#### DIRECTIVE 1:
In the mailing list post on simple numbers, list the kinds of values that the proposed data regionalisation tag would display.
#### DIRECTIVE 2:
Reproduce the stretch of the mailing list post on simple numbers from "[whatwg] simple numbers" through "regionalisation of values." without any changes.
#### DIRECTIVE 3:
Carry on the mailing list post on simple numbers from the point where it stops.

[whatwg] simple numbers
Ian Hickson
ian at hixie.ch
Tue May 6 18:12:53 PDT 2008
On Tue, 11 Dec 2007, Fabien Meghazi wrote:
> >
> > While I think there is certainly something to be said for the
> > proposal, I don't think there is enough evidence that authors really
> > want or need this. I think we should focus on having CSS support this
> > first.
>
> Maybe we could think about a general purpose element which allows
> formating for regionalisation of values.
>
> Example for datetimes. Consider an application where you have the
> timezone of your users, you have to pan the date accordingly to the
> timezone of the user, and you have to do this server side. Besides, if
> it's a public site and you don't have timezones of your users, you will
> only display a datetime that will match the server's system date. If we
> could have a tag that takes a UTC/GMT and format it accordingly to
> client system dates and his system/browser preference ( dd/mm/yyyy,
> yy/mm/dd, mm/dd/yyyy, ....) we would get rid of a problem all web
> developpers came across.
>
> I think that it would be a good thing to have a data regionalisation tag
> that would allow to display dates, datetimes, numbers, currencies, ...

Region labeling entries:
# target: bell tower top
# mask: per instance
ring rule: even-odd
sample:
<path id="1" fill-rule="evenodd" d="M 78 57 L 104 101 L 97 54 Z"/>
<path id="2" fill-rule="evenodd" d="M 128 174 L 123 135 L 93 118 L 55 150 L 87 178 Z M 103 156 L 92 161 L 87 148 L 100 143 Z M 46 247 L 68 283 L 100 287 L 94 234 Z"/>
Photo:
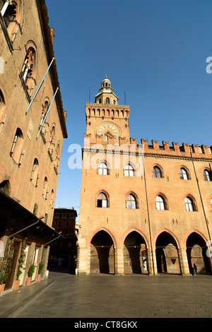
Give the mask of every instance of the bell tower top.
<path id="1" fill-rule="evenodd" d="M 95 97 L 95 104 L 118 105 L 118 100 L 119 97 L 111 88 L 111 82 L 105 75 L 105 78 L 102 81 L 102 88 Z"/>

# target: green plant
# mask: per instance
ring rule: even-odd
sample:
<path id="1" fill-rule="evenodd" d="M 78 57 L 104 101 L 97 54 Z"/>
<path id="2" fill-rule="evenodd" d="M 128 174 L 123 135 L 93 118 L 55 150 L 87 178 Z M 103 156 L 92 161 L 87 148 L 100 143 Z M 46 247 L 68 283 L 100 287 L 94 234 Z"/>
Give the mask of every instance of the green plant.
<path id="1" fill-rule="evenodd" d="M 41 273 L 41 271 L 43 269 L 43 267 L 44 267 L 44 264 L 42 264 L 42 263 L 40 263 L 39 268 L 38 268 L 38 274 Z"/>
<path id="2" fill-rule="evenodd" d="M 0 268 L 0 285 L 4 285 L 6 283 L 11 271 L 14 252 L 13 243 L 14 241 L 13 239 L 9 241 L 6 253 L 1 263 Z"/>
<path id="3" fill-rule="evenodd" d="M 19 277 L 22 273 L 23 264 L 24 263 L 25 258 L 25 249 L 26 248 L 26 245 L 27 245 L 26 244 L 26 239 L 24 239 L 23 242 L 22 242 L 20 257 L 19 257 L 19 259 L 18 259 L 18 271 L 17 271 L 17 274 L 16 274 L 16 280 L 19 280 Z"/>
<path id="4" fill-rule="evenodd" d="M 28 277 L 32 277 L 35 270 L 35 266 L 34 264 L 30 265 L 28 269 Z"/>

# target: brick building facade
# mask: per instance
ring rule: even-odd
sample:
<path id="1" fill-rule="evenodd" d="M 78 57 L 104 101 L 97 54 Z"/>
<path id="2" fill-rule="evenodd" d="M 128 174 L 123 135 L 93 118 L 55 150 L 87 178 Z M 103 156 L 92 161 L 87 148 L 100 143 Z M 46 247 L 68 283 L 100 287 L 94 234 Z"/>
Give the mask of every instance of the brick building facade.
<path id="1" fill-rule="evenodd" d="M 77 212 L 72 208 L 58 208 L 54 209 L 53 227 L 61 232 L 64 239 L 58 239 L 51 244 L 49 251 L 49 266 L 57 265 L 62 259 L 63 266 L 71 266 L 77 256 L 77 231 L 76 218 Z"/>
<path id="2" fill-rule="evenodd" d="M 45 277 L 48 243 L 59 236 L 52 225 L 66 113 L 45 1 L 1 1 L 0 24 L 0 262 L 2 276 L 8 244 L 10 290 L 22 251 L 20 285 L 32 263 L 32 280 L 40 262 Z"/>
<path id="3" fill-rule="evenodd" d="M 107 77 L 86 105 L 78 273 L 211 273 L 212 147 L 139 143 L 129 114 Z"/>

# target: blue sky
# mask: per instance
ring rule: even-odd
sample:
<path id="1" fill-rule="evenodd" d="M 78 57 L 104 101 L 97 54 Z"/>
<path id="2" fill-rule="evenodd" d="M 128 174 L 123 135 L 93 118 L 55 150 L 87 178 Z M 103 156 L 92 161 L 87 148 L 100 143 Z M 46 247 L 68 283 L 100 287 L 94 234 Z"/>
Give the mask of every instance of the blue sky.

#### FINAL RESULT 1:
dates, datetimes, numbers, currencies

#### FINAL RESULT 2:
[whatwg] simple numbers
Ian Hickson
ian at hixie.ch
Tue May 6 18:12:53 PDT 2008
On Tue, 11 Dec 2007, Fabien Meghazi wrote:
> >
> > While I think there is certainly something to be said for the
> > proposal, I don't think there is enough evidence that authors really
> > want or need this. I think we should focus on having CSS support this
> > first.
>
> Maybe we could think about a general purpose element which allows
> formating for regionalisation of values.

#### FINAL RESULT 3:
>
> <tag type="datetime">Tue, 11 Dec 2007 10:57:14 GMT</tag>
>
> format could be overridden
>
> <tag type="datetime" format="yyyy/mm/dd HH:MM">Tue, 11 Dec 2007 10:57:14
> GMT</tag>
>
> <tag type="number">251234565455.26</tag>
>
> or even a styles like declaration ?
>
> <tag format="type: currency; decimals: 2">251234565455.2654656</tag> $
>
>
> Anyway, I think it's worth discussing about this because it would be a
> good think for usability of browsers. If this is implemented, we will
> see a cool extension for Firefox 7.0 that will allows to convert foreign
> currencies on the fly on websites.
On Tue, 11 Dec 2007, Fabien Meghazi wrote:
>
> Anyway, for backward compatibility sake, I would say that we need a
> format human readable, and the T & Z letters make it hard to read, so I
> think it would be better to get rid of them like this :
>
> <tag type="date">2007-12-11 10:57:14</tag>
>
> Would render 2007-12-11 10:57:14 if tag is not supported
>
> If tag is supported, the formating will occur according to the system
> localization.
On Tue, 11 Dec 2007, Christoph Päper wrote:
>
> JFTR: <http://www.mediawiki.org/wiki/Extension:UnitsFormatter>
>
> Its scope is a little different (and it should probably comply to the
> Unified Code for Units of Measure
> <http://aurora.regenstrief.org/UCUM/ucum.html>), but it's one little
> proof at least that the idea itself is not just esoteric or academic.
>
> > I think we should focus on having CSS support this first.
>
> I consider localised numbers (and dates) inside non-localised text
> harmful, but this markup / metadata is useful for extraction (of several
> kinds).
On Tue, 11 Dec 2007, Philipp Kempgen wrote:
>
> But the localized version could be displayed in a tooltip or something,
> depending on the browser / settings of the user.
The above discussions didn't really add anything new to the discussion.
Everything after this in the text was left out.